Required work. Rewrite the data below as a numbered list with one line per item. Skip blank lines and leave out the pictures.

+++

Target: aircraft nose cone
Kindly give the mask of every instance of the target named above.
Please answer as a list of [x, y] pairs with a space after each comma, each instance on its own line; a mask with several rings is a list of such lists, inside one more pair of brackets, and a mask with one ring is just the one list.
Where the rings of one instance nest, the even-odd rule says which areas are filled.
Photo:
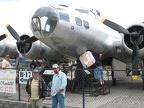
[[58, 21], [58, 14], [54, 7], [45, 6], [39, 8], [31, 19], [31, 29], [37, 38], [49, 37]]

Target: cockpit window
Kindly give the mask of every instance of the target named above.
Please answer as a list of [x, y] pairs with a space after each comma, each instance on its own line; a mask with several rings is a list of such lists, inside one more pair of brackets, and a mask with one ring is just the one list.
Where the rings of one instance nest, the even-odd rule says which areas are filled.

+++

Answer to the exercise.
1. Target: aircraft nose cone
2. Kindly give the mask of every instance of the target named above.
3. Please answer as a list of [x, y] pairs with a space after each comma, each instance on its own line; a mask with several rings is a list of such lists, inside one more pair of brackets, and a mask with one ring is just the one list.
4. Where the rings of one instance nest, the even-odd rule says which areas are filled.
5. Photo:
6. [[58, 21], [58, 14], [54, 7], [45, 6], [39, 8], [31, 19], [31, 29], [37, 38], [49, 37]]
7. Target: cockpit window
8. Kindly give the mask of every instance of the target named above.
9. Please answer as a list of [x, y] pairs with a space after each comma, each instance on its own line; a mask with several rings is a list of such lists, inside one more pair of brackets, and a mask with one ring is just the one list.
10. Where the rings of one instance nest, the even-odd rule says which areas are filled.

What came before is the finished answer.